We can do this scoped either, as uses may be mixed, i.e. pop()*pop()+pop()/pop() the first and the
last occurrence may be required to be the same, as are the middle two.

This whole issue was easier in the editing based system as there identity was formed by sharing
indicated by the user.

So maybe default for unpure retval should be normal order too with sharing indicated by the user???

This however would make the sharing non-syntactical. Either the side effecting function itself, or
some wrapper bracing (say []) would have to invisibly store an id. By default either all ids can
be the same, or generated different, with operations to set an id to be the same.
But that really gets rather ugly, a syntactical solution would be better.

To some extend the aforementioned stack idea can work:

    pop(); pop(); second()*first()+first()/second()

can make it such that no popping ever is required, the stack automatically only keeps the last N,
which makes dups etc unnecessary. 

if first and second are parameterized, then they'll need {}, as they are side effects!

Though still, first & second are now pseudo variable names.

Also, it doesn't really solve the identity problem for global data structures, as stacks will be too
hard to dig thru over larger code spans.

To solve that, we could adopt some form of tuple spaces. That way, you can "cheat" to have global
"variables" by using data structures instead. But it is not so much cheating, as they are really
data structures, and serve other purposes too (there can be many copies), and can help with
concurrency too.

Traditionally a tuple space is a queue, which is still needed for all things were order is important.
but for other things (like side effects), stack like behavior can be more appropriate. So maybe 
you can simply have 2 different out operations (or 2 ins... no, outs probably better, its the producer
that has more insight into usage than the consumer).
_____
§ **BRIEF**
Continue the design notes on side effects and tuple spaces, picking up right after their last sentence.

(Bounding box annotation entries)
_____
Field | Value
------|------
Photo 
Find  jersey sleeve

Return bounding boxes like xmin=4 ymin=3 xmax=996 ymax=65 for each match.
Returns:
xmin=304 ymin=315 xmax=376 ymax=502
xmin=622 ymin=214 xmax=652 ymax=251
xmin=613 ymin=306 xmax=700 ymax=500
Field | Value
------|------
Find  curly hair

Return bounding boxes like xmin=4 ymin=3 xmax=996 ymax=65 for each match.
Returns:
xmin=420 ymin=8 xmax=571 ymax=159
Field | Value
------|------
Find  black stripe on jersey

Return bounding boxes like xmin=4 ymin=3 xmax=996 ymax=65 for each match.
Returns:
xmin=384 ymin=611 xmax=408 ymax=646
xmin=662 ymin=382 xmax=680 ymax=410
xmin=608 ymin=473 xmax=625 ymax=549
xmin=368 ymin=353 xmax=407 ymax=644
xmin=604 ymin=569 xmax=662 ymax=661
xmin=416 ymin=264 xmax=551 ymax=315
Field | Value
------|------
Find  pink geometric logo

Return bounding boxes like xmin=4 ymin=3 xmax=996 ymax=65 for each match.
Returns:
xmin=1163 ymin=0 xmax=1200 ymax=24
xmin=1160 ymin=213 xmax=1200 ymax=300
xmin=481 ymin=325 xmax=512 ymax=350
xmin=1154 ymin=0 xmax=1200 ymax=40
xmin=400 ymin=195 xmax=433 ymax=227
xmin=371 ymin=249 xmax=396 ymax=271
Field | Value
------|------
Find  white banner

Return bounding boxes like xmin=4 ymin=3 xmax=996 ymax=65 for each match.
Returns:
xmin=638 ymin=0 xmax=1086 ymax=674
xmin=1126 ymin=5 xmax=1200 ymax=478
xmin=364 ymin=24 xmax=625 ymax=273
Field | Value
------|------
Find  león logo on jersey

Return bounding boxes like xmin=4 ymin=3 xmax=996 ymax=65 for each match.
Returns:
_____
§ **TASK OUTPUT**
A tuple space can simply duplicate a stack too when stuff that gets put in is not tagged with a tuple
at all. So pop() can put an item at the top of the tuple space, at which point functions like first/second
can be used again, but now you'd need read vs consume versions of each.

So it can be seen simply as a stack, where you can read/consume by type, and you can push at the bottom too.

Maybe a way where for each type you can set the max number of elements? You can set them to 1, which would
be like a singleton, and make "overwriting" easier by not first having to pop the old value. Or set it to
10 or so for things like read side effects, or unlimited where that makes sense.
Builtin types could all have limits, so if you want to preserve a value for longer, simply put it back in
wrapped in a custom tuple.
 
    first(T)    // read from top-0
    second(T)   // read from top-1
    third(T)    // read from top-2
    
    pop(T)      // consume top
    
    push(V)     // create on top
    queue(V)    // create on bottom

The last 2 are the ONLY "void" functions needed in the entire language? We can of course make
them functions too by making them:

    push(V,E)   // create on top, then eval E
    queue(V,E)  // create on bottom, the eval E

leaving no further use for {}. The only point to still have "statements" would be as syntactic sugar for a
whole bunch of them strung together. Maybe instead can have a V -> E syntax that naturally lends itself
to chaining... a "pushthen" operator.

Could stacks help with the loop problem too? Yes it would seem so, you can simply do you major iterative thing
with a fold/map/filter, and any remaining items could be placed on the stack. Wouldn't be very pretty, and it
would be best to make as much possible with fold/map/filter, but at least it makes it _possible_ which wasn't
the case before. Can we do tree recursion?

    qsort:
    
    rec if(L==nil) nil
        else recurse(filter T<=P) ++ [P] ++ recurse(filter T>P)
            where P = head L
                  T = tail L

Does not appear to be a problem at all. Would not work with mutual recursion, but that's not totally important now.

pattern matching? seems selectors would fit this paradigm much better.

Hmm.. not sure if limiting the stack is such a good idea. It is not just about being able to nest things in
terms of having lots on there, but also nesting in terms of keeping state local. If functions always
leave their shit on the stack, then it will be harder working with them, since an implementation change
could leave more on the stack, and thus change the situation for the caller. Though, since this feature
is only used for side effects and not general computation, it could be ok. Then again, may need temp
values for recursion, but you can always use custom data types for that

operators for all of this?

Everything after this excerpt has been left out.